▸ **Set exercise 1**
Rewrite the description paragraph of the theorem page, which begins "Rule used to change bound variables," as a brief bulleted list that keeps its main facts.
▸ **Set exercise 2**
According to the theorem page, which axiom does cbvrexfw avoid needing?

# Metamath Proof Explorer

## Theorem cbvrexfw

Description: Rule used to change bound variables, using implicit substitution. Version of cbvrexf with a disjoint variable condition, which does not require ax-13 . (Contributed by FL, 27-Apr-2008) (Revised by Gino Giotto, 10-Jan-2024)

Ref Expression
Hypotheses cbvrexfw.1
`|- F/_ x A`
cbvrexfw.2
`|- F/_ y A`
cbvrexfw.3
`|- F/ y ph`
cbvrexfw.4
`|- F/ x ps`
cbvrexfw.5
`|- ( x = y -> ( ph <-> ps ) )`
Assertion cbvrexfw
`|- ( E. x e. A ph <-> E. y e. A ps )`

### Proof

Step Hyp Ref Expression
1 cbvrexfw.1
` |-  F/_ x A`
2 cbvrexfw.2
` |-  F/_ y A`
3 cbvrexfw.3
` |-  F/ y ph`
4 cbvrexfw.4
` |-  F/ x ps`
5 cbvrexfw.5
` |-  ( x = y -> ( ph <-> ps ) )`
6 3 nfn
` |-  F/ y -. ph`
7 4 nfn
` |-  F/ x -. ps`
8 5 notbid
` |-  ( x = y -> ( -. ph <-> -. ps ) )`
9 1 2 6 7 8 cbvralfw
` |-  ( A. x e. A -. ph <-> A. y e. A -. ps )`
10 9 notbii
` |-  ( -. A. x e. A -. ph <-> -. A. y e. A -. ps )`
11 dfrex2
` |-  ( E. x e. A ph <-> -. A. x e. A -. ph )`
12 dfrex2
` |-  ( E. y e. A ps <-> -. A. y e. A -. ps )`
13 10 11 12 3bitr4i
` |-  ( E. x e. A ph <-> E. y e. A ps )`

▸ **Records shown**
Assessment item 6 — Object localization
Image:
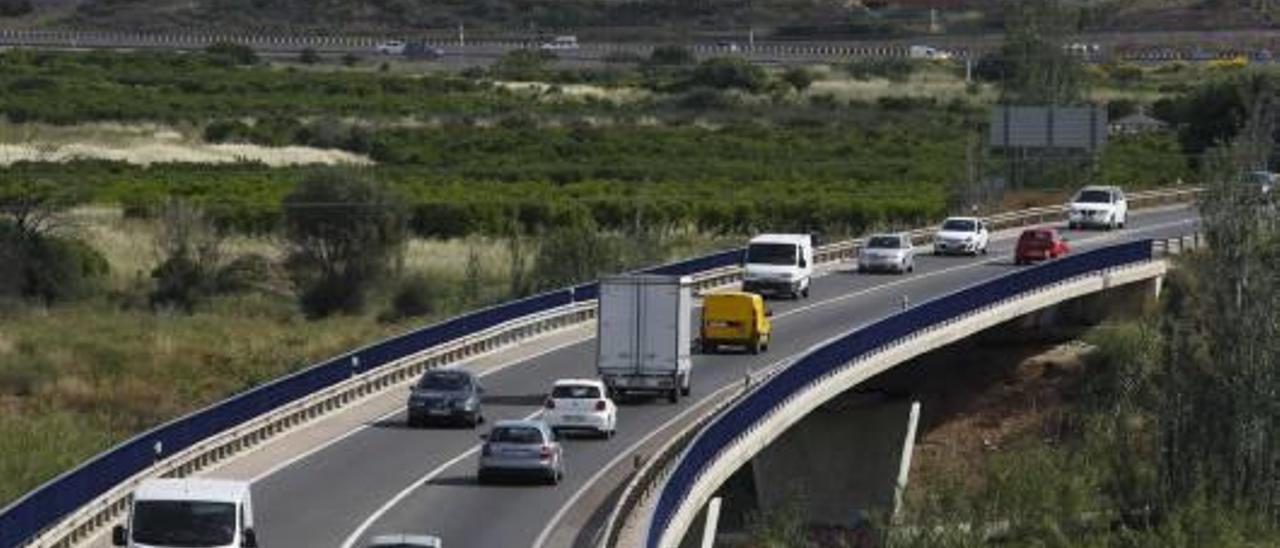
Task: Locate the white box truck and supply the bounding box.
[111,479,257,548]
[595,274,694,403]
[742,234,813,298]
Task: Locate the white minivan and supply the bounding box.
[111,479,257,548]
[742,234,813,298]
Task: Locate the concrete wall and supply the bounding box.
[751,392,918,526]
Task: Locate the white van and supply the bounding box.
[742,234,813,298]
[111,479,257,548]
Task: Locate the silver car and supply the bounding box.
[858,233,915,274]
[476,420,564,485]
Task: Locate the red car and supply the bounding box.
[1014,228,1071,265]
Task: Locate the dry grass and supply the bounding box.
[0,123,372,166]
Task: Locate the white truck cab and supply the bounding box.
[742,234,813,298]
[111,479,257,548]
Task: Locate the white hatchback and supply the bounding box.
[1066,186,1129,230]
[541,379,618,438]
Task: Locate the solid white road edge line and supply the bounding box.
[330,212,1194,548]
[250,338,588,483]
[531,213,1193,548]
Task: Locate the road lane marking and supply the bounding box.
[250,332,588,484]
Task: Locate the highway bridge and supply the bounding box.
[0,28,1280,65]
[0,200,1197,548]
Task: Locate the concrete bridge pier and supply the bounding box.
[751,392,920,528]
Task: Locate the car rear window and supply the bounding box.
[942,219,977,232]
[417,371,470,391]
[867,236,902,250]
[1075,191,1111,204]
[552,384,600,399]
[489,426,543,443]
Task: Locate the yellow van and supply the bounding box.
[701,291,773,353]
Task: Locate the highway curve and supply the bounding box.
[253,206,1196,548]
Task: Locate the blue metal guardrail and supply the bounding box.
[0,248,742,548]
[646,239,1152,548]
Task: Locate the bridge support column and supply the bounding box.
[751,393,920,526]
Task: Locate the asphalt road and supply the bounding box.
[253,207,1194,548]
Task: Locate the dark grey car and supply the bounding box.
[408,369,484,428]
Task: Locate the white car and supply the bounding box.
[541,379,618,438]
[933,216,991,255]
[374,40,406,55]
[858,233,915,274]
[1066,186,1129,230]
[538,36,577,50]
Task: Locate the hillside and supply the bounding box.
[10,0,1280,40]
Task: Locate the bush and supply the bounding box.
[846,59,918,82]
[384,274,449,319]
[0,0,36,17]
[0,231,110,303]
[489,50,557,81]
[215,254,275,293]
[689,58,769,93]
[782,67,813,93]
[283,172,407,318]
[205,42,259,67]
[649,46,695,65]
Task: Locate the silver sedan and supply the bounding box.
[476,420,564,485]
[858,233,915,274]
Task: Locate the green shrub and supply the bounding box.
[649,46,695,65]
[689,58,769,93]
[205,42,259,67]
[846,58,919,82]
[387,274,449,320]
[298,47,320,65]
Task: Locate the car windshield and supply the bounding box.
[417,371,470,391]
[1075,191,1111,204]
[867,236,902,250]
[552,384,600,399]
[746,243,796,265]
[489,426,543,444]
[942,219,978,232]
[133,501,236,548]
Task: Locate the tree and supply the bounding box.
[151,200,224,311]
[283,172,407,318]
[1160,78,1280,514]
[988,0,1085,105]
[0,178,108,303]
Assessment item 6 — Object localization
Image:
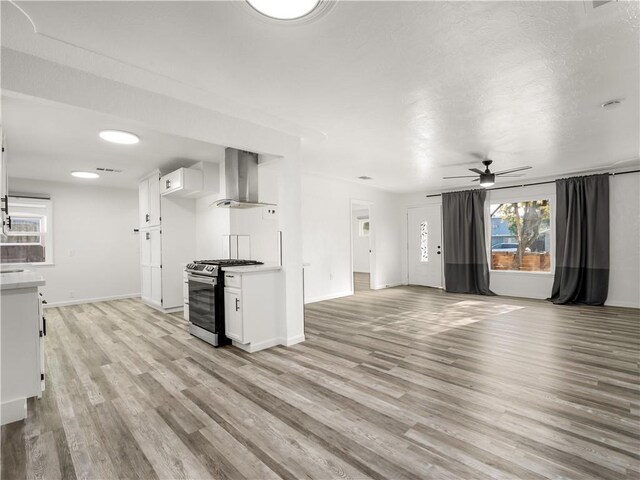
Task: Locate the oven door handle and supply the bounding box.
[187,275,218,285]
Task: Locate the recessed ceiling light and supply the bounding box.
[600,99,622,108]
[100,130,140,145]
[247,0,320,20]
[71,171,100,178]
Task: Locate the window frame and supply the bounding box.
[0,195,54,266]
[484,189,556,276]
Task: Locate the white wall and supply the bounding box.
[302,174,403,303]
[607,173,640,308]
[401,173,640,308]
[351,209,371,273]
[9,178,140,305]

▸ **Final result 1**
- Rule for changing bound variables by implicit substitution
- A version of cbvrexf with a disjoint variable condition, so it does not require ax-13
- Contributed by FL on 27-Apr-2008 and revised by Gino Giotto on 10-Jan-2024

▸ **Final result 2**
ax-13